TASK PROMPT
In the biography of poet Andrew McMillan, what post does he hold at Manchester Metropolitan University?

GIVEN TEXT

[BEGIN]

- Born: 28 October 1988^{[citation needed]} South Yorkshire, England
- Education: University of Lancaster University College London
- Occupations: Poet, professor
- Writing career
- Genre: Poetry Literary Fiction
- Notable works: physical playtime Pity
- Notable awards: Eric Gregory Award Guardian First Book Award Somerset Maugham Award
- Website: Andrew McMillan

= Andrew McMillan (poet) =

English poet (born 1988)

Andrew McMillan (born 1988) is an English poet and professor.

== Biography ==
McMillan was born near Barnsley, South Yorkshire. He is the son of poet Ian McMillan. He studied at University of Lancaster, and then at University College London, and is now Professor of Contemporary Writing at Manchester Metropolitan University.

[END]

MATERIAL
[BEGIN]

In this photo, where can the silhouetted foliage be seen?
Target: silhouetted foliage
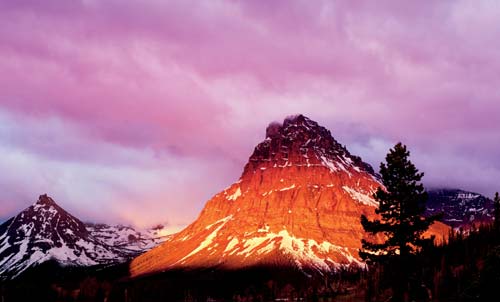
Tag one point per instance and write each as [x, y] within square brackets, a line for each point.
[401, 209]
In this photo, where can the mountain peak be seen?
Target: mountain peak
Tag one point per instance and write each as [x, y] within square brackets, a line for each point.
[297, 204]
[44, 201]
[300, 141]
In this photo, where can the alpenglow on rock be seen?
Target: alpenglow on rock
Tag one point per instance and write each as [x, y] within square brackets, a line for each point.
[297, 204]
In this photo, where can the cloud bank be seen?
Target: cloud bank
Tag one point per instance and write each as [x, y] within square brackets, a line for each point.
[138, 111]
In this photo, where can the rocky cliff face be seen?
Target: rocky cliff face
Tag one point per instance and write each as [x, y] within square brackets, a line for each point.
[298, 203]
[460, 209]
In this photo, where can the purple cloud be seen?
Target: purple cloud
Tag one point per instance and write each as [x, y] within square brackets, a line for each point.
[117, 98]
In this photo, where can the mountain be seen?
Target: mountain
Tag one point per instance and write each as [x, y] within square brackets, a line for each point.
[460, 208]
[297, 204]
[127, 237]
[45, 231]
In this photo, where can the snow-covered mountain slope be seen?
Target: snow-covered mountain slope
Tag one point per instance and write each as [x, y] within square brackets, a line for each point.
[297, 203]
[460, 208]
[127, 237]
[45, 231]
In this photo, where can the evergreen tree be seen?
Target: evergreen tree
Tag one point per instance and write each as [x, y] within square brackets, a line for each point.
[401, 209]
[497, 212]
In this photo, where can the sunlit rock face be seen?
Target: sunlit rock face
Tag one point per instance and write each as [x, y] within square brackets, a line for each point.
[297, 203]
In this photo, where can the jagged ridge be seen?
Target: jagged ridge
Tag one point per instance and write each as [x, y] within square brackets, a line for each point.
[45, 231]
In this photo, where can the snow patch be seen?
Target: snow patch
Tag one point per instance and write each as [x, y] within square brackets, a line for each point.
[361, 197]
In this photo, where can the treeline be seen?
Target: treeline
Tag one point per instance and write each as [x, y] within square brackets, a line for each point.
[466, 268]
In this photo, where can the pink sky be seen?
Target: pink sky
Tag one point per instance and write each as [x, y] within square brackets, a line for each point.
[139, 111]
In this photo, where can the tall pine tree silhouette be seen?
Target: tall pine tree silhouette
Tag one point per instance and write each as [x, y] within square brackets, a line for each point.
[401, 209]
[496, 201]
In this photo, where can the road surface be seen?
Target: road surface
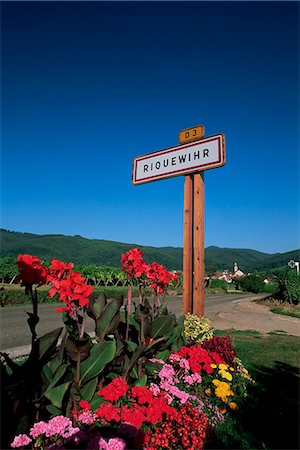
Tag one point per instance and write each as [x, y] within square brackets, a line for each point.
[15, 331]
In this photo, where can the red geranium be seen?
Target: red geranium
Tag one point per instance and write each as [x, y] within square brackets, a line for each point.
[116, 389]
[199, 359]
[142, 394]
[31, 270]
[185, 428]
[133, 263]
[109, 412]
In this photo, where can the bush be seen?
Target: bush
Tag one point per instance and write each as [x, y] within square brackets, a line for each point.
[289, 287]
[219, 284]
[197, 329]
[252, 283]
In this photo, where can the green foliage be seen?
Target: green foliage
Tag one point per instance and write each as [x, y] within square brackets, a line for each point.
[8, 269]
[14, 295]
[197, 329]
[288, 286]
[219, 284]
[100, 253]
[252, 283]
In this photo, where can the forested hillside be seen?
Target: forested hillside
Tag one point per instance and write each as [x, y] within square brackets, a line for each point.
[108, 253]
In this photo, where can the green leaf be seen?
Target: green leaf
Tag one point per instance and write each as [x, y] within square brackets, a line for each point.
[96, 402]
[104, 325]
[152, 368]
[53, 410]
[163, 326]
[58, 375]
[100, 355]
[48, 341]
[58, 358]
[141, 381]
[176, 332]
[56, 394]
[132, 346]
[164, 355]
[88, 390]
[46, 372]
[98, 305]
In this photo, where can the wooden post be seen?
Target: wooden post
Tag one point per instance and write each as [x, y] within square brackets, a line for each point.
[188, 245]
[198, 293]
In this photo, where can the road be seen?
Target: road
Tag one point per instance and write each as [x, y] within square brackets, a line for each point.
[15, 331]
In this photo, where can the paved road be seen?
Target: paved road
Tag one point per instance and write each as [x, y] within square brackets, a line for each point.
[15, 331]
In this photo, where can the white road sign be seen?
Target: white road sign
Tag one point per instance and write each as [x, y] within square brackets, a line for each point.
[207, 153]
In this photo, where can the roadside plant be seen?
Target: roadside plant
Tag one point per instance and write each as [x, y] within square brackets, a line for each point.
[55, 378]
[197, 329]
[288, 289]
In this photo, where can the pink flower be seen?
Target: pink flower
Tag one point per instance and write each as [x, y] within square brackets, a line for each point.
[20, 441]
[183, 396]
[38, 429]
[155, 389]
[86, 417]
[60, 425]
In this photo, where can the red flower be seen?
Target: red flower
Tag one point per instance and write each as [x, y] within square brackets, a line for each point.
[85, 405]
[133, 263]
[31, 270]
[159, 277]
[116, 389]
[72, 289]
[185, 428]
[58, 270]
[142, 393]
[109, 412]
[135, 416]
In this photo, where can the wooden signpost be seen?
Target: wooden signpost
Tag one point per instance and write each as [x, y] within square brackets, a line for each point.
[191, 158]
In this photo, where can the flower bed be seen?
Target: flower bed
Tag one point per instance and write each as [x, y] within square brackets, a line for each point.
[147, 381]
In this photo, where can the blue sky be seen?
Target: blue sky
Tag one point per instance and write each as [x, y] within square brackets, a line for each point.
[86, 87]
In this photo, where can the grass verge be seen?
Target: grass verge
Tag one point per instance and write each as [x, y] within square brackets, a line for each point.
[269, 417]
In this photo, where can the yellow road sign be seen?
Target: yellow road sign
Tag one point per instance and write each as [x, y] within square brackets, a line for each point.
[191, 134]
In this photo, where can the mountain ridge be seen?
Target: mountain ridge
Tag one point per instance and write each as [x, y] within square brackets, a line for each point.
[79, 249]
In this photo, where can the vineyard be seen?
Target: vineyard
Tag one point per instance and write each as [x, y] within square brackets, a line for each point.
[94, 274]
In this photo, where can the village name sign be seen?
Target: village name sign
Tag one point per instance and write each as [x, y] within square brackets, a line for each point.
[195, 155]
[201, 155]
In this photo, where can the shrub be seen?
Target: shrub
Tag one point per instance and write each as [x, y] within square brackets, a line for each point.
[252, 283]
[289, 287]
[197, 329]
[219, 284]
[223, 346]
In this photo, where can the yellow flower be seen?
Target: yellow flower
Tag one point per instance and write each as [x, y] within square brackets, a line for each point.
[223, 366]
[225, 375]
[222, 390]
[233, 406]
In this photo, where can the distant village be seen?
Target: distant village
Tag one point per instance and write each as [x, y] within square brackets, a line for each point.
[231, 277]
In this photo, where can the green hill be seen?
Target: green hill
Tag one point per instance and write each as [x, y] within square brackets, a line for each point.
[101, 252]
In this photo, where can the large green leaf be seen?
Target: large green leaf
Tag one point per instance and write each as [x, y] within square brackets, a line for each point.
[163, 326]
[97, 306]
[88, 390]
[176, 332]
[58, 375]
[48, 341]
[56, 362]
[141, 381]
[53, 410]
[96, 401]
[104, 322]
[100, 355]
[56, 394]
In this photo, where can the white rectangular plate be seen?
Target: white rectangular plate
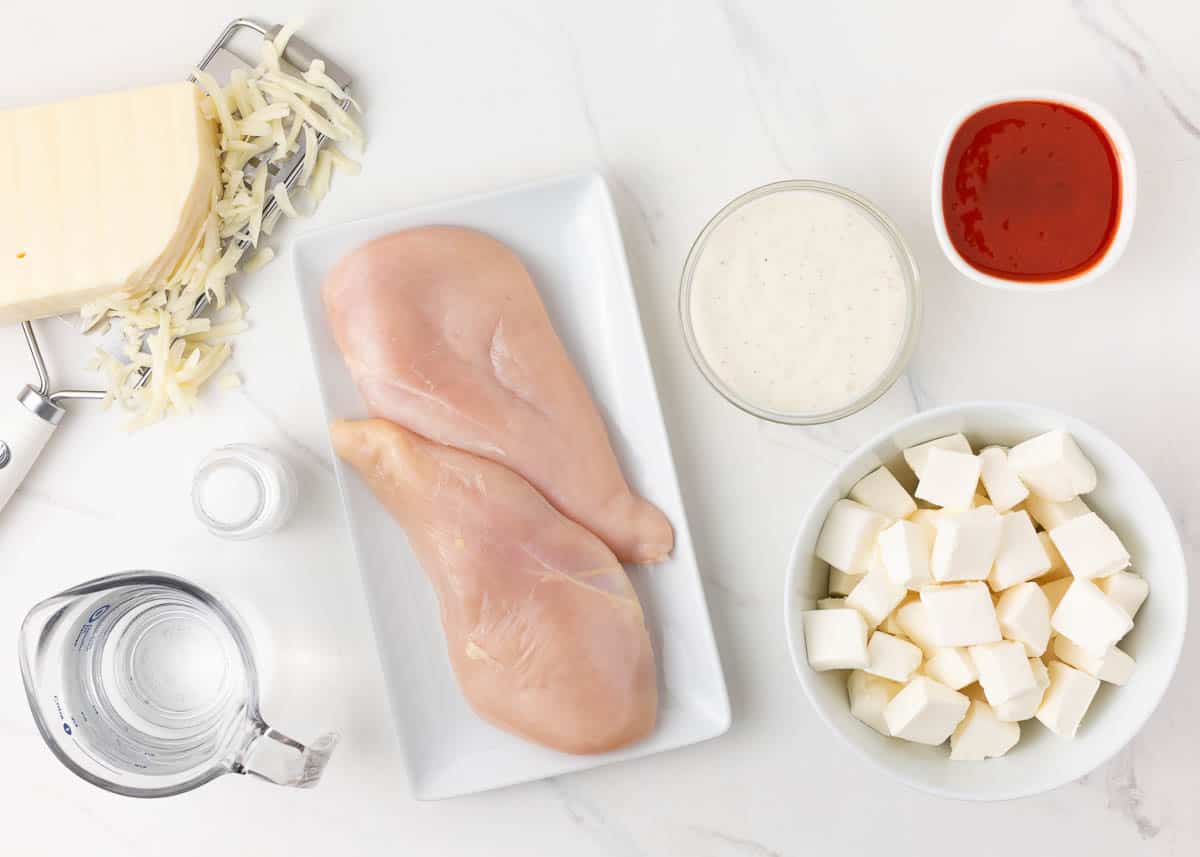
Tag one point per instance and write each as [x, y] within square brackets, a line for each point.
[567, 234]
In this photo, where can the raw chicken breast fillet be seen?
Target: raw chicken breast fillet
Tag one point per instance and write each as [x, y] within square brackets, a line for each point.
[545, 631]
[445, 334]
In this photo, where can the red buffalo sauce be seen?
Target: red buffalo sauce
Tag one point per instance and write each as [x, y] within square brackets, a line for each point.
[1031, 191]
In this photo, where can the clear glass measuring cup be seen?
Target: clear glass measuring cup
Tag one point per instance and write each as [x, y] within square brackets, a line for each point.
[145, 684]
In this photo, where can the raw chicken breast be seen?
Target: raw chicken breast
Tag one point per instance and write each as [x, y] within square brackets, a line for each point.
[445, 334]
[545, 631]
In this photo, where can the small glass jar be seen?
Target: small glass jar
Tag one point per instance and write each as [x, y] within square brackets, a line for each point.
[243, 491]
[903, 265]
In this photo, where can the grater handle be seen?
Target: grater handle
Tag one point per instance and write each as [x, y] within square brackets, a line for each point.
[27, 424]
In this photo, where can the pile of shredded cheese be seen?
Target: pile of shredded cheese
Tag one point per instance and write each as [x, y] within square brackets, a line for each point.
[263, 113]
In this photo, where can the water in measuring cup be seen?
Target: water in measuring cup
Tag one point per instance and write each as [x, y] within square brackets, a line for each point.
[154, 682]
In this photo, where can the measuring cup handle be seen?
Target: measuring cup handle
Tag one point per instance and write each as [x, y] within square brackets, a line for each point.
[277, 759]
[25, 426]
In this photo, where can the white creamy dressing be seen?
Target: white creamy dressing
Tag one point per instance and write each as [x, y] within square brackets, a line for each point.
[798, 303]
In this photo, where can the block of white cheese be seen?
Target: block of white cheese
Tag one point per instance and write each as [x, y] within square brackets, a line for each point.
[917, 456]
[1049, 514]
[1057, 567]
[1005, 670]
[1067, 699]
[1090, 547]
[841, 583]
[1054, 592]
[966, 545]
[835, 639]
[982, 735]
[1090, 618]
[949, 479]
[100, 195]
[889, 657]
[1114, 666]
[1025, 706]
[952, 666]
[876, 595]
[849, 535]
[960, 613]
[882, 492]
[1024, 616]
[869, 695]
[1053, 466]
[915, 622]
[1003, 487]
[1127, 588]
[905, 549]
[1020, 556]
[925, 712]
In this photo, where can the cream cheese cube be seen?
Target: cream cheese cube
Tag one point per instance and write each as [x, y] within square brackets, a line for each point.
[1024, 616]
[1090, 547]
[982, 735]
[841, 583]
[905, 549]
[1115, 666]
[889, 657]
[1003, 487]
[1054, 592]
[917, 456]
[835, 639]
[1057, 567]
[949, 479]
[876, 595]
[1049, 514]
[1090, 618]
[916, 624]
[869, 695]
[952, 666]
[1020, 556]
[925, 712]
[882, 492]
[1025, 706]
[966, 545]
[1053, 466]
[1067, 699]
[1128, 589]
[960, 615]
[849, 535]
[1005, 671]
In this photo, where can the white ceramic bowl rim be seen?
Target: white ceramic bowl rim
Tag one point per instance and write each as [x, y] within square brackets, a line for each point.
[804, 671]
[1128, 190]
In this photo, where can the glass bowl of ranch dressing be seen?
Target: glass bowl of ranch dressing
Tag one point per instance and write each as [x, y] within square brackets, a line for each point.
[801, 303]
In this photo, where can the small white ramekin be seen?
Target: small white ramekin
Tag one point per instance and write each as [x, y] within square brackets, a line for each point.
[1125, 214]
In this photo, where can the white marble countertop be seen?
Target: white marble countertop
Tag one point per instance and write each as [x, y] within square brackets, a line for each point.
[682, 105]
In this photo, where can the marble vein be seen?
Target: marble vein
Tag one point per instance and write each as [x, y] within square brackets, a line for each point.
[594, 821]
[1110, 22]
[748, 46]
[745, 846]
[1126, 796]
[316, 456]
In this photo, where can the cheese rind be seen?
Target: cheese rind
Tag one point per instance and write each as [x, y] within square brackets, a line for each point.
[100, 195]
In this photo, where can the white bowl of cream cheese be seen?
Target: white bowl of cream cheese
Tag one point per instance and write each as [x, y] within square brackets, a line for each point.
[801, 303]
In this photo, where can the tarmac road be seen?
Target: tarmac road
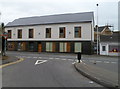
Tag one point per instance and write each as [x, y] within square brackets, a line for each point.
[51, 70]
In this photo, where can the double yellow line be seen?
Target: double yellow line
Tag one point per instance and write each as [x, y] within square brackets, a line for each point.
[4, 65]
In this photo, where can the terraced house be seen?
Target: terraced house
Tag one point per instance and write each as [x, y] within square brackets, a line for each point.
[53, 33]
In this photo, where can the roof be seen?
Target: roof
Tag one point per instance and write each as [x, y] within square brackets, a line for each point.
[53, 19]
[110, 38]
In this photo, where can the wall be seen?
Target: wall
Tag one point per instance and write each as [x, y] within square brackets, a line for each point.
[86, 30]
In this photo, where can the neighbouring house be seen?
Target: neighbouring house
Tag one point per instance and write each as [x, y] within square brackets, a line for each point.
[110, 45]
[102, 30]
[69, 33]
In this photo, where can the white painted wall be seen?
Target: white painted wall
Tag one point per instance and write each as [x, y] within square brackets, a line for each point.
[104, 52]
[86, 30]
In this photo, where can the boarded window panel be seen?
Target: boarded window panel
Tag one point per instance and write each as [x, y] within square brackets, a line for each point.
[9, 33]
[65, 47]
[77, 32]
[68, 46]
[19, 33]
[62, 32]
[77, 47]
[61, 47]
[31, 33]
[47, 47]
[54, 47]
[50, 46]
[48, 32]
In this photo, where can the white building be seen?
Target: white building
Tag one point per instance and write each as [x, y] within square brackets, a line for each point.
[53, 33]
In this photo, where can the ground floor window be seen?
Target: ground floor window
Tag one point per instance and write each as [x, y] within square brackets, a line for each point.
[21, 46]
[77, 47]
[11, 46]
[31, 46]
[114, 48]
[103, 48]
[63, 47]
[49, 46]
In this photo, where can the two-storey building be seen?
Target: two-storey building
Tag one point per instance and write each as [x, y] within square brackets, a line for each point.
[53, 33]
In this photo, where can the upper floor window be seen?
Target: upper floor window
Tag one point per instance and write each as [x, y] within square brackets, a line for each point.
[62, 32]
[48, 32]
[31, 32]
[20, 33]
[9, 33]
[77, 32]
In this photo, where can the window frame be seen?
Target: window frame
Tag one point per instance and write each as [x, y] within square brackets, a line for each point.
[10, 34]
[19, 30]
[63, 33]
[78, 32]
[104, 48]
[31, 32]
[48, 31]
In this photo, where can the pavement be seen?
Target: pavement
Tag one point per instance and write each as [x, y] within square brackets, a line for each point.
[10, 59]
[101, 76]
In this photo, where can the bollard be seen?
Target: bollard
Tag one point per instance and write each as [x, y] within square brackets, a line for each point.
[79, 57]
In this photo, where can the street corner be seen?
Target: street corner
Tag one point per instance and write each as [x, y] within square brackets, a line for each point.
[96, 74]
[11, 62]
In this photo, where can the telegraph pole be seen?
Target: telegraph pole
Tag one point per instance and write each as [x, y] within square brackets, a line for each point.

[END]

WRITTEN ANSWER
Professor of Contemporary Writing